Extract the passage of the interview excerpt verbatim, from "Despite knowing a" up to and including "important to include?".

» Excerpt provided:
*** Block opens ***
Despite knowing a lot about the case, the dynamic between you and your friends was a little surprising to me as I read the book—I didn’t think I was going to see the complexity of teenage friendship and social climbing on that level, and in such detail. The Facebook messages, texts—why did you think all that detail was so important to include?
This is my story, my truth, my emotions and my view on what has happened in the last five or six years of my life. Yet, at the same time, I remember how it felt when I was on the witness stand and the defense attorney JW Carney, Jr., would misquote me, misuse what I was saying and twist my words, and I remember how that felt, and didn’t want to make anyone else feel that way. I wanted it to be the truth.
You’re going to go to college in the fall, and unlike a lot of survivors of assault, you’ve chosen not only to use your name but have a picture of yourself on your book, in addition to dozens of other photos inside. Why is that?
*** Block closes ***
» Dataset excerpts:
*** Block opens ***
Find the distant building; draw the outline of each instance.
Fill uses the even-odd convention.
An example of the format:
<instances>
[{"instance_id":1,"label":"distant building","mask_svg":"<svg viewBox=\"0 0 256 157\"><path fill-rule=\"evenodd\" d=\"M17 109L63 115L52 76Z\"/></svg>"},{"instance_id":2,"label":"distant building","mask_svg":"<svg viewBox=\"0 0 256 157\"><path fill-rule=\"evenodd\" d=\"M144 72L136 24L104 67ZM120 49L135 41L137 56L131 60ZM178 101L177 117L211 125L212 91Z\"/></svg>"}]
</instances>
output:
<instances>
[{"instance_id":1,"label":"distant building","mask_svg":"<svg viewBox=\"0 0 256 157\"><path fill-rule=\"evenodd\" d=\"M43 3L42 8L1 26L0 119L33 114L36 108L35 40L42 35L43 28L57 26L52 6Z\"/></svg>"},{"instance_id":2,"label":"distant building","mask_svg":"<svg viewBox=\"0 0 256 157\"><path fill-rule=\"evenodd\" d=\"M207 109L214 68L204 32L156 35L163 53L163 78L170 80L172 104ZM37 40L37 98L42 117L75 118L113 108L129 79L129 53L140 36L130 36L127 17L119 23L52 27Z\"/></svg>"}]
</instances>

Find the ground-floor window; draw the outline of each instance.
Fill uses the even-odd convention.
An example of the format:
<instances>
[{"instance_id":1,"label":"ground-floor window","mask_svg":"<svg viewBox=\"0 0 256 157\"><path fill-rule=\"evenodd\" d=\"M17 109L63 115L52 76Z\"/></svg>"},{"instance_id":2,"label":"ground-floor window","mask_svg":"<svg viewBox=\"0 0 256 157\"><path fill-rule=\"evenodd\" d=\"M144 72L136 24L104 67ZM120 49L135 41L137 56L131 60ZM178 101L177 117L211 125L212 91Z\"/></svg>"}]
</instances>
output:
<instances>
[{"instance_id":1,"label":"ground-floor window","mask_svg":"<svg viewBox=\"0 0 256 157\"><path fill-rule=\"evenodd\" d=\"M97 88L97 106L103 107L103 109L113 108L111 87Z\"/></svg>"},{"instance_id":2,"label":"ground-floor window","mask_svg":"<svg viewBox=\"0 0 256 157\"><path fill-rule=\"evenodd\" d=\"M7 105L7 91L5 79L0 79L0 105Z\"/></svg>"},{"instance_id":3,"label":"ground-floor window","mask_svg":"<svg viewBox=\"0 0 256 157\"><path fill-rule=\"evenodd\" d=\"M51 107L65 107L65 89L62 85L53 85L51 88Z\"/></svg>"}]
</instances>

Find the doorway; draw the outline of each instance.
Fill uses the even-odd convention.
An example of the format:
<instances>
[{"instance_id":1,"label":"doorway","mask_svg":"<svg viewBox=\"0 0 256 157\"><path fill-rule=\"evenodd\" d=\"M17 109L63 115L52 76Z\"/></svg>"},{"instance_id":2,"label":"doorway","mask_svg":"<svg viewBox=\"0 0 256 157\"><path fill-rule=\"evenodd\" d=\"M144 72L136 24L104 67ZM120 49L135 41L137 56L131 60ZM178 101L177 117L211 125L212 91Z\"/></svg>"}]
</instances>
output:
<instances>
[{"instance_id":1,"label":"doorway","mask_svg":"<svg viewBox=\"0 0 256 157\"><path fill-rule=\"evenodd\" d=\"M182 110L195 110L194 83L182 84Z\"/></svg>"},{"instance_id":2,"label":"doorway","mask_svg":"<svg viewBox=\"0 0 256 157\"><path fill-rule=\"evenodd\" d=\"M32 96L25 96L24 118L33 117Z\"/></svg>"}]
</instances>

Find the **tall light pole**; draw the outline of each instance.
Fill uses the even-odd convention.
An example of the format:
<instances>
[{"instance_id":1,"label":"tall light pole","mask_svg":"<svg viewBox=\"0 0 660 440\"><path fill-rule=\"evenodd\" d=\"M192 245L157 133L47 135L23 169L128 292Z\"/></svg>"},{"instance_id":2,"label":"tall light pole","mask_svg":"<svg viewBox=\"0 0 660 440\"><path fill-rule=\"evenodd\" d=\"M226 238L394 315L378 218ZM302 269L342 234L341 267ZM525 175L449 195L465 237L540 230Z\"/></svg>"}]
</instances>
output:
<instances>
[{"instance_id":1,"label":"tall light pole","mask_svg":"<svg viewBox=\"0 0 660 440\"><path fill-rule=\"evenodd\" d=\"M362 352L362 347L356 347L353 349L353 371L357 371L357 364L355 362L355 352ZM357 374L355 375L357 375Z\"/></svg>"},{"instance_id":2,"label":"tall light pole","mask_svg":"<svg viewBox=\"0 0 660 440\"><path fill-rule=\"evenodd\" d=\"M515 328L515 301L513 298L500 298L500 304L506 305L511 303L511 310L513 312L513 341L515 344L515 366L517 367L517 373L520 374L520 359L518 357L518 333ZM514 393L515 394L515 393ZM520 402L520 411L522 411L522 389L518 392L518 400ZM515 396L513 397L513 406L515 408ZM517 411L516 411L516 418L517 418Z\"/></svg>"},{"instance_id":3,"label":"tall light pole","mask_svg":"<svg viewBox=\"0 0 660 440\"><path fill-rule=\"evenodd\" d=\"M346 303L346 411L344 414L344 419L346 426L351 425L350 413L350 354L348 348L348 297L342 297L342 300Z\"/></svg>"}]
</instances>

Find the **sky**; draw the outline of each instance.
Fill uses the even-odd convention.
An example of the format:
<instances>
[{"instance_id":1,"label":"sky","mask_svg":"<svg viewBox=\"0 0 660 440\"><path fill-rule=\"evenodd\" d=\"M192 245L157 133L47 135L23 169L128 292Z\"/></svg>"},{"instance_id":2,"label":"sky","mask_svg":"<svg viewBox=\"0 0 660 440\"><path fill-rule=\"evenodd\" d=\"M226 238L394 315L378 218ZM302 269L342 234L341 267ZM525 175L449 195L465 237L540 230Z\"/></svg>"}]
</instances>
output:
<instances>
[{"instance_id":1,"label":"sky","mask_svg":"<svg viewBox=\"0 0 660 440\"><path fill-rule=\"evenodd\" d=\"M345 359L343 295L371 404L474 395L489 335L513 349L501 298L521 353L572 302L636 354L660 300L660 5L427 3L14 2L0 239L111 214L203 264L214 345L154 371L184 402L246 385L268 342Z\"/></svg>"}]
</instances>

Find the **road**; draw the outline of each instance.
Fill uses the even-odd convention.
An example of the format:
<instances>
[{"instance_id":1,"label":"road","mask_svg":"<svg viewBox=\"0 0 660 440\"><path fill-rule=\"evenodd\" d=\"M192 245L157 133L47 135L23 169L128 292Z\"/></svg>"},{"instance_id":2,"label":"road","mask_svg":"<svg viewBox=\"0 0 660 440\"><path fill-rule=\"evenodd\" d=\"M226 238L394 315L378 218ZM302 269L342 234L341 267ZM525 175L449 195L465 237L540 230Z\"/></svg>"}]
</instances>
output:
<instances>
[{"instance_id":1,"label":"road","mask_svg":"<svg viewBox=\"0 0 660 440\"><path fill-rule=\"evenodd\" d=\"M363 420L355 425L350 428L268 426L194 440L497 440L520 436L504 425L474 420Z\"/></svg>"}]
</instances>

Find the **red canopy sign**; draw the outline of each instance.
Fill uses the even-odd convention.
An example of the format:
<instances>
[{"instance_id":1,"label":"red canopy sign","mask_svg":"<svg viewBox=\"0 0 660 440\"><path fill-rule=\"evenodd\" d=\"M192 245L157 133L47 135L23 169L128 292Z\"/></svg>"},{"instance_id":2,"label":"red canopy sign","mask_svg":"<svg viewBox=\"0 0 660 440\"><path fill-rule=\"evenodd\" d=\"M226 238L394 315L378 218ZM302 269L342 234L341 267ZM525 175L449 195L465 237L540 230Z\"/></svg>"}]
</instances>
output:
*** Block closes ***
» Result for this exercise:
Despite knowing a lot about the case, the dynamic between you and your friends was a little surprising to me as I read the book—I didn’t think I was going to see the complexity of teenage friendship and social climbing on that level, and in such detail. The Facebook messages, texts—why did you think all that detail was so important to include?